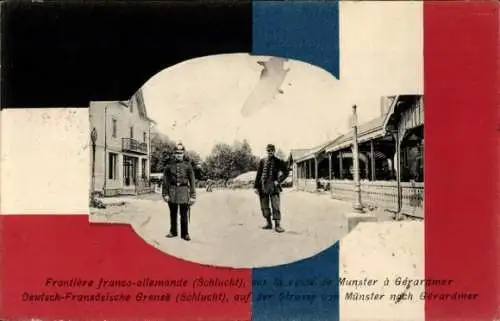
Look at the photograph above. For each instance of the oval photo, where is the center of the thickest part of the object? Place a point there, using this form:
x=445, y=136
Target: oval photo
x=207, y=149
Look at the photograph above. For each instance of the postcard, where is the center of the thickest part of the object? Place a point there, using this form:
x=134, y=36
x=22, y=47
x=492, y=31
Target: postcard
x=251, y=160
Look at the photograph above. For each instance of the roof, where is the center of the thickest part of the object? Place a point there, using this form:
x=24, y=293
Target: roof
x=311, y=153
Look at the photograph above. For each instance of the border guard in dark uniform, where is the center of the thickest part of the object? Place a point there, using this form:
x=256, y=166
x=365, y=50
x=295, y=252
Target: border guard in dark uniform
x=179, y=191
x=268, y=186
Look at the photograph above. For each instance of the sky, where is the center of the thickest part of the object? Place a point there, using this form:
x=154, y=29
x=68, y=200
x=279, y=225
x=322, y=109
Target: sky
x=200, y=101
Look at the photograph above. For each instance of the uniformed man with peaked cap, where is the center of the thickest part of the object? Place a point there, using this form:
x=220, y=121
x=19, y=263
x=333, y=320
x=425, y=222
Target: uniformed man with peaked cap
x=268, y=186
x=179, y=191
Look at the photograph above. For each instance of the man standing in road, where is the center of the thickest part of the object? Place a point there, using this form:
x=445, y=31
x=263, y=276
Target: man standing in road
x=268, y=186
x=179, y=191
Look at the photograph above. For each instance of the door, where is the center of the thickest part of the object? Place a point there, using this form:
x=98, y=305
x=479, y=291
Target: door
x=129, y=170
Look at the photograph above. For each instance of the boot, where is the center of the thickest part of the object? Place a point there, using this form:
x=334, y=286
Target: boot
x=278, y=227
x=269, y=225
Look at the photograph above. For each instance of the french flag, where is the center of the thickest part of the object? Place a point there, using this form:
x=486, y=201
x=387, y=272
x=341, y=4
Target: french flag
x=450, y=53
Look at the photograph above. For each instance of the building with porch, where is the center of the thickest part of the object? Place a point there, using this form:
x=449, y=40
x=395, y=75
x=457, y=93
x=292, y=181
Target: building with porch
x=390, y=159
x=120, y=161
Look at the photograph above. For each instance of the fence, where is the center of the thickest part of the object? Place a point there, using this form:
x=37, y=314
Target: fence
x=377, y=193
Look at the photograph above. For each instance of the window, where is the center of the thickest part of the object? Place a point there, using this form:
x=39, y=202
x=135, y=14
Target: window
x=144, y=166
x=112, y=163
x=113, y=133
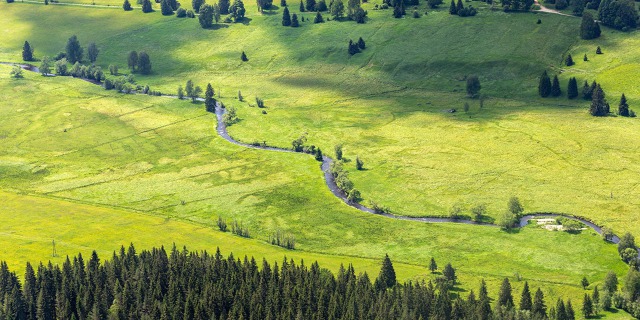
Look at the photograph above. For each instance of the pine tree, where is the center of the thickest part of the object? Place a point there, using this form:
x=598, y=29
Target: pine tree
x=27, y=52
x=598, y=104
x=572, y=88
x=209, y=100
x=165, y=8
x=569, y=61
x=544, y=85
x=127, y=6
x=286, y=17
x=623, y=107
x=555, y=87
x=432, y=265
x=539, y=309
x=294, y=21
x=587, y=306
x=453, y=10
x=525, y=298
x=146, y=6
x=505, y=299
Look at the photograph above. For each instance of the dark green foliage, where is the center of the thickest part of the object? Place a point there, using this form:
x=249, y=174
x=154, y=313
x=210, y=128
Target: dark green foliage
x=598, y=104
x=209, y=100
x=286, y=17
x=505, y=299
x=525, y=298
x=584, y=283
x=146, y=6
x=294, y=21
x=144, y=63
x=132, y=60
x=449, y=273
x=623, y=107
x=473, y=86
x=318, y=18
x=165, y=8
x=73, y=50
x=555, y=87
x=589, y=28
x=544, y=85
x=619, y=14
x=236, y=10
x=572, y=88
x=196, y=4
x=27, y=52
x=432, y=265
x=359, y=163
x=92, y=52
x=206, y=16
x=569, y=61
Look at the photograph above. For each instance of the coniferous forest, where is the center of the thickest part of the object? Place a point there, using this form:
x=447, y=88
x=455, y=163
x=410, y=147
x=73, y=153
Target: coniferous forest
x=192, y=285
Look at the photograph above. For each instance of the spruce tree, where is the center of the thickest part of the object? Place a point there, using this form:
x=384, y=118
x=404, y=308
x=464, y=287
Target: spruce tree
x=569, y=61
x=27, y=52
x=623, y=107
x=505, y=299
x=146, y=6
x=598, y=103
x=286, y=17
x=525, y=298
x=572, y=88
x=209, y=100
x=544, y=85
x=555, y=87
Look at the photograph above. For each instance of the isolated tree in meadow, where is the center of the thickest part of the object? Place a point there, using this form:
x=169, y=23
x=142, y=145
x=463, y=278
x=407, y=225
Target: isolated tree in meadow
x=27, y=52
x=146, y=6
x=196, y=4
x=555, y=87
x=623, y=106
x=449, y=273
x=209, y=100
x=286, y=17
x=132, y=60
x=589, y=28
x=387, y=277
x=206, y=16
x=92, y=52
x=166, y=8
x=598, y=103
x=237, y=10
x=73, y=50
x=572, y=88
x=337, y=9
x=45, y=66
x=432, y=265
x=544, y=85
x=473, y=86
x=144, y=63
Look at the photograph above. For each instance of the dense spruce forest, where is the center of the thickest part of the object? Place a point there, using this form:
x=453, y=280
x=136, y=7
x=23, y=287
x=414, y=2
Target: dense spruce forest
x=191, y=285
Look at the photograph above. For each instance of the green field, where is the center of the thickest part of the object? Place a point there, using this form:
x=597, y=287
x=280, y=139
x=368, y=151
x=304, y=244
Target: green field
x=159, y=159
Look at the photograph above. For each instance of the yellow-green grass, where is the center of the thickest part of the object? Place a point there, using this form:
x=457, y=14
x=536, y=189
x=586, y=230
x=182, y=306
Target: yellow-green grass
x=148, y=154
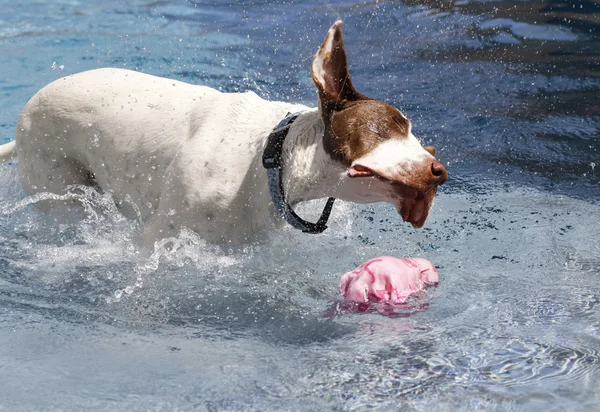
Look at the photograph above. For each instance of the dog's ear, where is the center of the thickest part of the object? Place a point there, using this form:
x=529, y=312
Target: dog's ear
x=330, y=69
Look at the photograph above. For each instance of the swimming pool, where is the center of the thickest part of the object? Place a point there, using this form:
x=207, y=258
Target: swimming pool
x=508, y=91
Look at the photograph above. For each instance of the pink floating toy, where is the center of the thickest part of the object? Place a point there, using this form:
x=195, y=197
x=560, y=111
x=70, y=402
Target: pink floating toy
x=388, y=279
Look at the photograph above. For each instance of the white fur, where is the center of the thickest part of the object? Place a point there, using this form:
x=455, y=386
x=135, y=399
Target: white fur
x=7, y=151
x=187, y=156
x=396, y=158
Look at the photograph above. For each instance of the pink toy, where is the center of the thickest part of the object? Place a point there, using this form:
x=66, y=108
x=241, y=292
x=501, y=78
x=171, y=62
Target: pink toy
x=388, y=279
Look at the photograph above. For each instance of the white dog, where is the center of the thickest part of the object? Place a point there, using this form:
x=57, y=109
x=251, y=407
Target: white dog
x=191, y=156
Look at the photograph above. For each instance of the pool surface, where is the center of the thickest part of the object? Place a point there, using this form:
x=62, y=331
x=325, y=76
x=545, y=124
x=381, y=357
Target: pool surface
x=509, y=93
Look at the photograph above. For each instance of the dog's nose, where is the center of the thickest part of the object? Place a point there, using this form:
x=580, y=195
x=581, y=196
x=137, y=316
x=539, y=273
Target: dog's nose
x=439, y=174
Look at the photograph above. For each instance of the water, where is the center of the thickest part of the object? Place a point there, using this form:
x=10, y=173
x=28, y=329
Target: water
x=509, y=93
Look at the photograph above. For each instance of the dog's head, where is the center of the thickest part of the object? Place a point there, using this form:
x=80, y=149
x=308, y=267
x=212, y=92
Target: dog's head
x=372, y=140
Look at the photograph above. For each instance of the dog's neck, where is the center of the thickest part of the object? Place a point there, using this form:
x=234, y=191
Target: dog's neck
x=308, y=171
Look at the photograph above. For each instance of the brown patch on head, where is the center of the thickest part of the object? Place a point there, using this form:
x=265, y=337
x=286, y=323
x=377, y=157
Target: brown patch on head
x=357, y=129
x=354, y=123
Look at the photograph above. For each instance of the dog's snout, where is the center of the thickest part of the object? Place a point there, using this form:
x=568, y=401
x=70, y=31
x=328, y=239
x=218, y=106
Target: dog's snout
x=439, y=173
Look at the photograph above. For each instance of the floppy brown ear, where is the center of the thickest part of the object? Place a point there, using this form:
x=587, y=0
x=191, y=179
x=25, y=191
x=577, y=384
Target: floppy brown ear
x=330, y=68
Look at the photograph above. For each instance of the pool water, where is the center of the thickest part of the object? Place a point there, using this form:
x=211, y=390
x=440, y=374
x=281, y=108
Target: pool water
x=509, y=93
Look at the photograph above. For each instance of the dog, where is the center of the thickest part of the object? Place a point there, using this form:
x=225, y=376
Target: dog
x=191, y=156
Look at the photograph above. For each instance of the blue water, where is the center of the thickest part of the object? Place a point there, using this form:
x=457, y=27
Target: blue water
x=509, y=93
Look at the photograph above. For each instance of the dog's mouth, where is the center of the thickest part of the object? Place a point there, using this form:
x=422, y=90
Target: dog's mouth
x=413, y=204
x=412, y=201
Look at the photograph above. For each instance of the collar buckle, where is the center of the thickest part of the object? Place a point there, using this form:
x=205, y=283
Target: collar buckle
x=272, y=161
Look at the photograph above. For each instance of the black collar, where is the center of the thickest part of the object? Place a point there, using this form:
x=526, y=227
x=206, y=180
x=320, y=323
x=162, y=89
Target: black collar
x=273, y=162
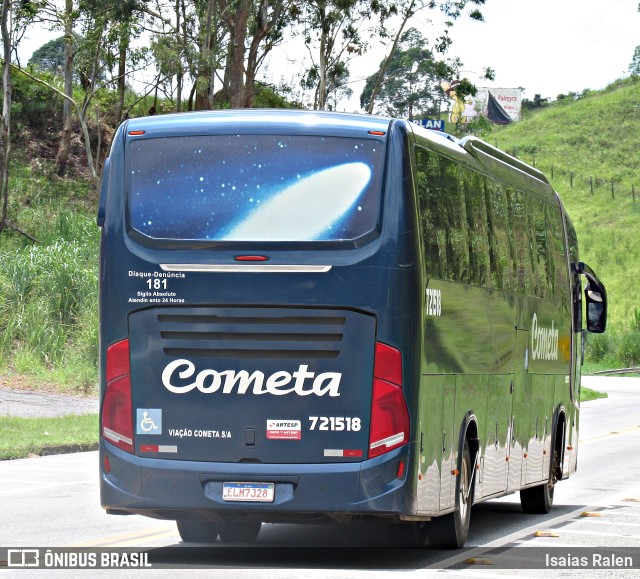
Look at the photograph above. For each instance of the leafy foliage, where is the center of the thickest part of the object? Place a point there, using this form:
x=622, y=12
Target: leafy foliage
x=411, y=85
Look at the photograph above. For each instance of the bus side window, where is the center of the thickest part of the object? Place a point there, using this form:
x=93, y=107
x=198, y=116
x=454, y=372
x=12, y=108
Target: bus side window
x=519, y=231
x=442, y=217
x=477, y=224
x=502, y=250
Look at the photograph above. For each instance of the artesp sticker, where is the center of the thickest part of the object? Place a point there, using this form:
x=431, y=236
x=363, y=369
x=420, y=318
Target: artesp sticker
x=284, y=430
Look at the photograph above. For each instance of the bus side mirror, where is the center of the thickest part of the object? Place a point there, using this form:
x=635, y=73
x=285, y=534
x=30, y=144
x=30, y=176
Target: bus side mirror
x=596, y=298
x=596, y=309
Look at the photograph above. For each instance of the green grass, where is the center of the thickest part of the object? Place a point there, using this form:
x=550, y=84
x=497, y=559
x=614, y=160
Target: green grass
x=49, y=289
x=24, y=437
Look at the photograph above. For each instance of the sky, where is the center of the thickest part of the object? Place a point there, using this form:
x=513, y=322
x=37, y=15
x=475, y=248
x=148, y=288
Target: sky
x=547, y=47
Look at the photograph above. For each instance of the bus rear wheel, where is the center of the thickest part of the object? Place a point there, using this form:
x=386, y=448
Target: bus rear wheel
x=450, y=531
x=244, y=532
x=197, y=531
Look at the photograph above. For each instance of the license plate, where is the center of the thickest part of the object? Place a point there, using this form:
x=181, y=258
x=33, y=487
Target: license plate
x=248, y=492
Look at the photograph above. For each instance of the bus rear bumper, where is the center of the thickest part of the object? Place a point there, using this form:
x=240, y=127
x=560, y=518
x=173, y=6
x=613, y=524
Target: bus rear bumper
x=173, y=489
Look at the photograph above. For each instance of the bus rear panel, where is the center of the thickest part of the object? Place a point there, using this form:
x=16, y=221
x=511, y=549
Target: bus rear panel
x=258, y=319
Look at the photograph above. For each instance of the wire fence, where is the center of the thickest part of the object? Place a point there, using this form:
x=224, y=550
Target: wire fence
x=591, y=184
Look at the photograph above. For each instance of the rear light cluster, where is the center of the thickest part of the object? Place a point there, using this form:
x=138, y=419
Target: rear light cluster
x=389, y=415
x=117, y=413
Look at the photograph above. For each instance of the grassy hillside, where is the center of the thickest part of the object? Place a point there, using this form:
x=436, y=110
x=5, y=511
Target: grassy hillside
x=592, y=142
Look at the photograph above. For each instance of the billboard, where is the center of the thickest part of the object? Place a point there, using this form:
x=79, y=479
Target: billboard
x=509, y=99
x=500, y=105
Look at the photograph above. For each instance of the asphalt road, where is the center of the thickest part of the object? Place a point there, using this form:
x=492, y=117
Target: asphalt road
x=53, y=501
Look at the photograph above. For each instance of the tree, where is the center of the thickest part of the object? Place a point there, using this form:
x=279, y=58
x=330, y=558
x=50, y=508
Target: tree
x=14, y=18
x=335, y=31
x=5, y=127
x=258, y=24
x=634, y=66
x=452, y=9
x=412, y=80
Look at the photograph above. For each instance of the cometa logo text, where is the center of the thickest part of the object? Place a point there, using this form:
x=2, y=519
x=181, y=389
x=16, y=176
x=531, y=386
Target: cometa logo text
x=544, y=341
x=301, y=382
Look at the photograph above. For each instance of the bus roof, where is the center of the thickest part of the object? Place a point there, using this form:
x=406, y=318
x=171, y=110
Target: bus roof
x=259, y=121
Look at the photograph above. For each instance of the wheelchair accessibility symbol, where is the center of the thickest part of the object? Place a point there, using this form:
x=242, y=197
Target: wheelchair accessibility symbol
x=149, y=421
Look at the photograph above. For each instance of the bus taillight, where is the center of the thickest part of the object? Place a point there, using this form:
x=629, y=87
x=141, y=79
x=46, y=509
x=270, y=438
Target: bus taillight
x=389, y=415
x=117, y=413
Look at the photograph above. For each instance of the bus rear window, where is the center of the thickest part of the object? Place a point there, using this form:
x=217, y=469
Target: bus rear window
x=255, y=187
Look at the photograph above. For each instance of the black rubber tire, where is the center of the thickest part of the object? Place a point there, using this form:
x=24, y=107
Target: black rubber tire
x=244, y=532
x=538, y=500
x=197, y=531
x=450, y=531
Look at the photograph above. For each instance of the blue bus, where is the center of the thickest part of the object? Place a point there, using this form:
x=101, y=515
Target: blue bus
x=315, y=317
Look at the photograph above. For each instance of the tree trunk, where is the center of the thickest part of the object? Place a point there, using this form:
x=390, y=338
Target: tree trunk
x=62, y=156
x=204, y=82
x=237, y=37
x=5, y=127
x=264, y=25
x=383, y=68
x=122, y=71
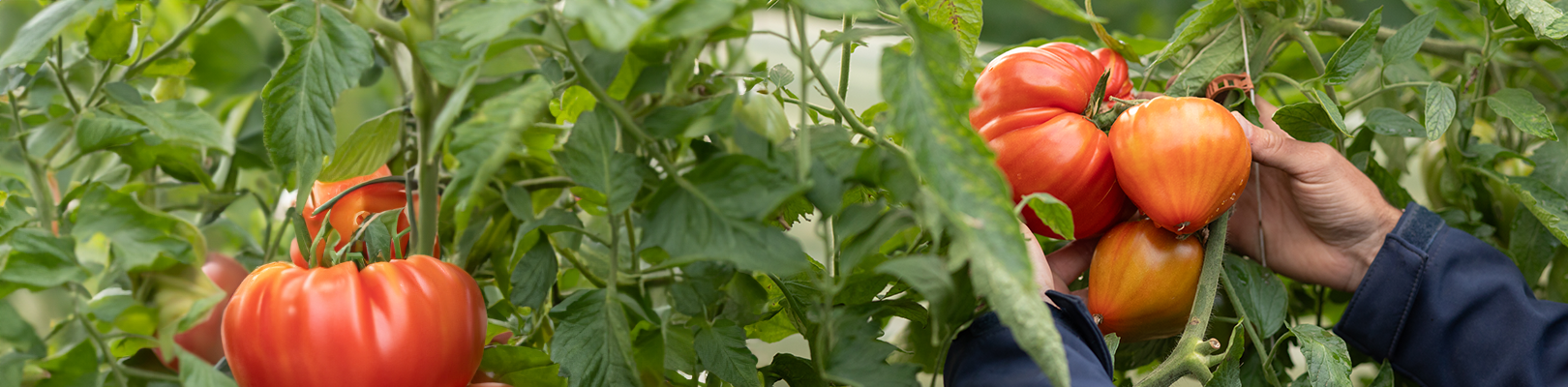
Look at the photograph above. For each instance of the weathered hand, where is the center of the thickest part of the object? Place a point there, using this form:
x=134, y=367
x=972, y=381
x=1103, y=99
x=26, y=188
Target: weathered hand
x=1324, y=222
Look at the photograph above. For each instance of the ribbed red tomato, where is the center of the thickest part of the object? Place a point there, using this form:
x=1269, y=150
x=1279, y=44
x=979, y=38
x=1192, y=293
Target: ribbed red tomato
x=416, y=321
x=206, y=341
x=1183, y=160
x=1031, y=113
x=1142, y=281
x=353, y=210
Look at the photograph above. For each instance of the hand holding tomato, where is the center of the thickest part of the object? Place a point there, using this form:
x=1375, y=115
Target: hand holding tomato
x=1324, y=220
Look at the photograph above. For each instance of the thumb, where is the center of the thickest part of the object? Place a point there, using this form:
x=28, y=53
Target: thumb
x=1277, y=149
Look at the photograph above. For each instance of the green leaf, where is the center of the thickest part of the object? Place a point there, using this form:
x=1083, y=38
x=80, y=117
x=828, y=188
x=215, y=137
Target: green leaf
x=99, y=131
x=169, y=68
x=591, y=341
x=794, y=370
x=17, y=333
x=718, y=218
x=1439, y=110
x=1327, y=359
x=1530, y=245
x=182, y=121
x=1195, y=22
x=487, y=139
x=1406, y=41
x=1261, y=293
x=1393, y=123
x=1543, y=17
x=1070, y=10
x=139, y=238
x=449, y=61
x=1052, y=212
x=482, y=22
x=326, y=55
x=366, y=149
x=610, y=24
x=197, y=373
x=77, y=367
x=930, y=108
x=836, y=8
x=40, y=260
x=1332, y=110
x=533, y=273
x=1305, y=121
x=723, y=353
x=1547, y=204
x=1349, y=57
x=591, y=160
x=859, y=358
x=227, y=58
x=1223, y=55
x=521, y=366
x=688, y=19
x=1523, y=110
x=108, y=38
x=961, y=16
x=43, y=28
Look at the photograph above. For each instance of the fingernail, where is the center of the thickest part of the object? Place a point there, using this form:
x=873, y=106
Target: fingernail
x=1247, y=127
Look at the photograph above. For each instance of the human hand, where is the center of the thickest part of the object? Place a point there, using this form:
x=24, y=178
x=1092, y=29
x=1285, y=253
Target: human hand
x=1322, y=220
x=1059, y=268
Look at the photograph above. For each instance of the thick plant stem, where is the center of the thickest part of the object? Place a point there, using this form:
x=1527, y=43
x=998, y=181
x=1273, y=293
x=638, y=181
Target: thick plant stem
x=1191, y=348
x=41, y=197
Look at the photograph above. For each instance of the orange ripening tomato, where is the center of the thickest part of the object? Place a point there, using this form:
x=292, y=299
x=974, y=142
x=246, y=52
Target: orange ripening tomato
x=1142, y=281
x=353, y=210
x=1183, y=160
x=416, y=321
x=206, y=341
x=1029, y=113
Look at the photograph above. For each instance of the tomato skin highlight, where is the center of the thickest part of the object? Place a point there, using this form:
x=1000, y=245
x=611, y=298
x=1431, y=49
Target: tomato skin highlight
x=1183, y=160
x=416, y=321
x=1142, y=281
x=1031, y=115
x=206, y=341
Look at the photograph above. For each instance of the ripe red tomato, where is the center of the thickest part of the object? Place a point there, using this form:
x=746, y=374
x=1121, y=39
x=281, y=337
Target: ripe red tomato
x=1029, y=113
x=1142, y=281
x=1183, y=160
x=350, y=212
x=416, y=321
x=206, y=341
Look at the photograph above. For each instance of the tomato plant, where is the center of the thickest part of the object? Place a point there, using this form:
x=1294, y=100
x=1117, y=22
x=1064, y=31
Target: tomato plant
x=644, y=192
x=1183, y=160
x=1142, y=281
x=1031, y=111
x=402, y=321
x=206, y=341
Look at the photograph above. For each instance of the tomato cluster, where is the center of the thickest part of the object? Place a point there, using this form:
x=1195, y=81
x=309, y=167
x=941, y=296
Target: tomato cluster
x=1180, y=160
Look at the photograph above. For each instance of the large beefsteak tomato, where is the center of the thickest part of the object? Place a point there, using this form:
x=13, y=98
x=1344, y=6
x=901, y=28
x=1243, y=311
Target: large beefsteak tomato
x=1183, y=160
x=416, y=321
x=1031, y=113
x=1142, y=281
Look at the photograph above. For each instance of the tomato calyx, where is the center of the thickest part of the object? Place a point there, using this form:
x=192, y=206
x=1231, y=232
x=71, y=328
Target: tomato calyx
x=384, y=179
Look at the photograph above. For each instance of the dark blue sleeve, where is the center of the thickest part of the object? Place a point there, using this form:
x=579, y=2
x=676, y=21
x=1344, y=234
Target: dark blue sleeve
x=986, y=354
x=1448, y=309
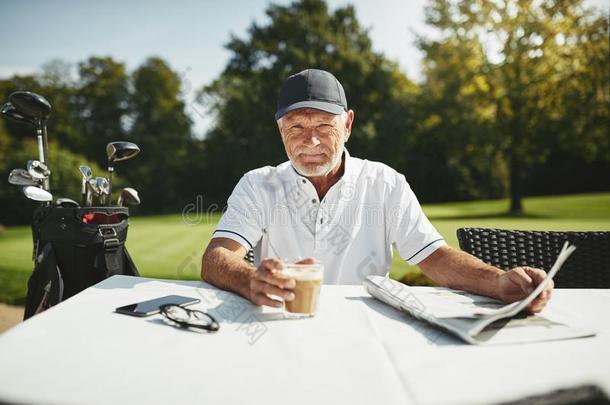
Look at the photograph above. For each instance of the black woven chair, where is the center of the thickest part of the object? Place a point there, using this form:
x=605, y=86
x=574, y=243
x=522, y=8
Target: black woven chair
x=587, y=267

------------------------

:: To be done ::
Copy the material from the line with "side window, where" to the line with "x=284, y=430", changing every "Target" to "Label" and leaving all else as it is.

:: The response ::
Look at the photograph above. For each instance of the bus side window, where is the center of the thickest part of the object? Place a point there, using this form:
x=93, y=107
x=198, y=116
x=454, y=372
x=12, y=108
Label: bus side window
x=519, y=231
x=442, y=217
x=477, y=224
x=502, y=250
Look at the photograph above. For each instance of the artesp sticker, where is the center of the thickest part of the object? Place a point there, using this form:
x=431, y=236
x=363, y=369
x=420, y=318
Label: artesp sticker
x=284, y=430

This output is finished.